The Signatory understands that a tender of Units to the Purchaser will
constitute a binding agreement between the Signatory and the Purchaser upon the
terms and subject to the conditions of the offer to purchase. The Signatory
recognizes that under certain circumstances set forth in the offer to purchase,
the Purchaser may not be required to accept for consideration any or all of the
Units tendered hereby. In such event, the Signatory understands that any
Acknowledgment and Agreement for Units not accepted for payment may be returned
to the Signatory or destroyed by the Purchaser (or its agent). THIS TENDER IS
IRREVOCABLE, EXCEPT THAT UNITS TENDERED PURSUANT TO THE OFFER TO PURCHASE MAY BE
WITHDRAWN AT ANY TIME PRIOR TO THE EXPIRATION DATE OR ON OR AFTER JULY 12, 2002
IF UNITS VALIDLY TENDERED HAVE NOT BEEN ACCEPTED FOR PAYMENT.
THE SIGNATORY HAS BEEN ADVISED THAT THE PURCHASER IS AN AFFILIATE OF
THE GENERAL PARTNER OF THE PARTNERSHIP AND THE GENERAL PARTNER DOES NOT MAKE ANY
RECOMMENDATION AS TO WHETHER TO TENDER OR REFRAIN FROM TENDERING UNITS IN THE
OFFER TO PURCHASE. THE SIGNATORY HAS MADE HIS OR HER OWN DECISION TO TENDER
UNITS. THE SIGNATORY ALSO REPRESENTS AND WARRANTS THAT HE OR SHE WAS ADVISED TO
CONSULT AN ATTORNEY WITH RESPECT TO HIS OR HER DECISION WHETHER TO TENDER
HIS/HER INTEREST(s).
The Signatory hereby and thereby represents and warrants for the
benefit of the Partnership and the Purchaser that the Signatory owns the Units
tendered hereby and thereby and has full power and authority and has taken all
necessary action to validly tender, sell, assign, transfer, convey and deliver
the Units tendered hereby and thereby and that when the same are accepted for
payment by the Purchaser, the Purchaser will acquire good, marketable and
unencumbered title thereto, free and clear of all liens, restrictions, charges,
encumbrances, conditional sales agreements or other obligations relating to the
sale or transfer thereof, and such Units will not be subject to any adverse
claims and that the transfer and assignment contemplated herein and therein are
in compliance with all applicable laws and regulations.

════════════════════

* [TASK SET]
1. Retype the tender offer text from "The Signatory understands that a tender" to "ACCEPTED FOR PAYMENT.".
2. Turn the entries below into a numbered list, starting at the line with "Request = locate the lamp" and running to the end of the entries. Omit any blank lines.

* [RECORDS FOR THIS TASK]
════════════════════

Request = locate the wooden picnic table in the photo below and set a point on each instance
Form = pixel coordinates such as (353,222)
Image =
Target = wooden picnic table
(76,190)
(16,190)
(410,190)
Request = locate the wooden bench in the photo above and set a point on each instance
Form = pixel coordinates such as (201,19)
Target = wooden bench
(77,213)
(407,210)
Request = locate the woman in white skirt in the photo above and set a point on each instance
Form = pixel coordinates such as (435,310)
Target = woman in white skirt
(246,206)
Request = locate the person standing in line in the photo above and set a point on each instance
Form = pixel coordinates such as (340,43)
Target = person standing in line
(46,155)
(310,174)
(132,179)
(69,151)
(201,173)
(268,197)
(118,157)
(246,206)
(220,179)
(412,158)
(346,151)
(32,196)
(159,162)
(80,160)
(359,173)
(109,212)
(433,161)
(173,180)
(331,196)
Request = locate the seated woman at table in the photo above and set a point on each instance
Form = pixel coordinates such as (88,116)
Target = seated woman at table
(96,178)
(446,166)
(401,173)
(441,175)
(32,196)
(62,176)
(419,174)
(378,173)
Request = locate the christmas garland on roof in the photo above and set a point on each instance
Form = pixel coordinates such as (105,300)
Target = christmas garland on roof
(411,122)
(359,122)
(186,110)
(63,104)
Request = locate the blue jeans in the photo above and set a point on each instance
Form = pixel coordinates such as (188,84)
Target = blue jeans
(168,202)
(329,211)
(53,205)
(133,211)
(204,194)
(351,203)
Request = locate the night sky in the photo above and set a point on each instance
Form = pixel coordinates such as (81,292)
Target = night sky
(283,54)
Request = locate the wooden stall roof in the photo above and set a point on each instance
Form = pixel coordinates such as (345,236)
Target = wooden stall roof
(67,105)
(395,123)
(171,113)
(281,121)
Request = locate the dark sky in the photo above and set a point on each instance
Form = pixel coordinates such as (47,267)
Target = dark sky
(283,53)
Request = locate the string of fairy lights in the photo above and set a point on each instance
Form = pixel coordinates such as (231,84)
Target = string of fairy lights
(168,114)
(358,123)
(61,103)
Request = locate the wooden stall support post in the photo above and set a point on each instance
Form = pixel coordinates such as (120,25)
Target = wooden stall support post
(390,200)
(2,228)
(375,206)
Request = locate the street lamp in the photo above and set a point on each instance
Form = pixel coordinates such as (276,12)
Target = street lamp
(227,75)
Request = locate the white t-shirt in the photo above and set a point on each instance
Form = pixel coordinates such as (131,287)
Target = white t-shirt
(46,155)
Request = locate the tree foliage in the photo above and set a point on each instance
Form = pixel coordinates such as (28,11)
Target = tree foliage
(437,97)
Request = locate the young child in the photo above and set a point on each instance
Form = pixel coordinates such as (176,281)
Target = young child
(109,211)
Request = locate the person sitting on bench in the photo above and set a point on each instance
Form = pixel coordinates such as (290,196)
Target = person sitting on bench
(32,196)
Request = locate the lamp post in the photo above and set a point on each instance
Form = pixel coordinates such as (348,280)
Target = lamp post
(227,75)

════════════════════

* [FINAL RESULTS]
1.
The Signatory understands that a tender of Units to the Purchaser will
constitute a binding agreement between the Signatory and the Purchaser upon the
terms and subject to the conditions of the offer to purchase. The Signatory
recognizes that under certain circumstances set forth in the offer to purchase,
the Purchaser may not be required to accept for consideration any or all of the
Units tendered hereby. In such event, the Signatory understands that any
Acknowledgment and Agreement for Units not accepted for payment may be returned
to the Signatory or destroyed by the Purchaser (or its agent). THIS TENDER IS
IRREVOCABLE, EXCEPT THAT UNITS TENDERED PURSUANT TO THE OFFER TO PURCHASE MAY BE
WITHDRAWN AT ANY TIME PRIOR TO THE EXPIRATION DATE OR ON OR AFTER JULY 12, 2002
IF UNITS VALIDLY TENDERED HAVE NOT BEEN ACCEPTED FOR PAYMENT.

2.
1. Request = locate the lamp post in the photo above and set a point on each instance
2. Form = pixel coordinates such as (348,280)
3. Target = lamp post
4. (227,75)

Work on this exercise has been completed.